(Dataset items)
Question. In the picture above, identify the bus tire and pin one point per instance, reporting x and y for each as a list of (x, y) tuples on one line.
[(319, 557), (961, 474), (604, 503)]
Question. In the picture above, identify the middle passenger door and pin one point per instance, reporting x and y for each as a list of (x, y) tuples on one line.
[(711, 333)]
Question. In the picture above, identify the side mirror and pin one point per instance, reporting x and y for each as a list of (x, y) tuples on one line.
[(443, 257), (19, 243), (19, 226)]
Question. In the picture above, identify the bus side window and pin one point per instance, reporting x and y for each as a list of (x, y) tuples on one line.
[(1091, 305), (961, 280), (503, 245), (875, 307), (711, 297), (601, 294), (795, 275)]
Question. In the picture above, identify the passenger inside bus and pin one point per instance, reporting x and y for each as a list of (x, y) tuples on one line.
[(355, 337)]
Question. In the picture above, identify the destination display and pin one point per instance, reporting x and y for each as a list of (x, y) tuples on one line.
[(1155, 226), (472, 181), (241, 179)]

What to do: Repeat all of the records exactly.

Solution to the problem:
Question. In the picture above, identify the bus tire and pin one point per instance, reporting x and y for each as a list of (x, y) tuples on one line.
[(319, 557), (961, 474), (604, 503)]
Question. In the picture above, identify the middle passenger door and pin one point per instance, reporting x and y for each as a list of (x, y) tuples on one line.
[(711, 333)]
Question. In the picture above, identify the side mirror and pin one point per instance, reporting x and y for each as a list of (x, y) tuples on one line.
[(443, 257), (19, 243), (19, 226)]
Question. In the picture above, identify the bus side window and pin one point per instance, reporting x and y for each as a list of (x, y) tuples on one line.
[(1091, 305), (961, 280), (503, 245), (875, 307), (711, 297), (601, 294), (795, 275)]
Question. In the picture above, identify the passenger inside bus and pin one point per instance, reporting x and y for each as a list of (x, y) tuples on one line.
[(355, 337)]
Question. In the picture above, identify the destination display and pin one point per instance, reporting x and y for each as a list of (x, y) tuples on one line.
[(1155, 226), (472, 181), (241, 179)]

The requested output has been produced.